Reproduce the following lines verbatim.
==== Input material
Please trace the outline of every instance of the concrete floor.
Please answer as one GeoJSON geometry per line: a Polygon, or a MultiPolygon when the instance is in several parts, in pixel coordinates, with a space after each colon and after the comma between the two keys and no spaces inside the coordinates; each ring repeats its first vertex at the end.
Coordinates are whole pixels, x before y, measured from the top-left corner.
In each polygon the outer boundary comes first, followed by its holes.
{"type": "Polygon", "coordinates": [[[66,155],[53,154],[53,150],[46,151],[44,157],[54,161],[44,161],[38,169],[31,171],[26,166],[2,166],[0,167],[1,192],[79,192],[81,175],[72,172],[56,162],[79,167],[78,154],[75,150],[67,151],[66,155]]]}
========
**Exercise output**
Please trace the outline of every instance of the concrete floor.
Please answer as one GeoJSON geometry per line: a Polygon, or a MultiPolygon when the instance is in several parts, in pixel coordinates, with a space after each colon and after the comma between the two keys and no spaces inside the coordinates; each ring repeats its first vertex at the end.
Coordinates are whole pixels, x before y, measured from the top-left corner.
In each polygon the outer boundary comes first, followed by its holes.
{"type": "Polygon", "coordinates": [[[66,155],[53,154],[53,150],[46,151],[44,157],[54,161],[44,161],[38,169],[31,171],[26,166],[2,166],[0,167],[1,192],[79,192],[81,175],[72,172],[56,162],[79,167],[78,154],[75,150],[67,151],[66,155]]]}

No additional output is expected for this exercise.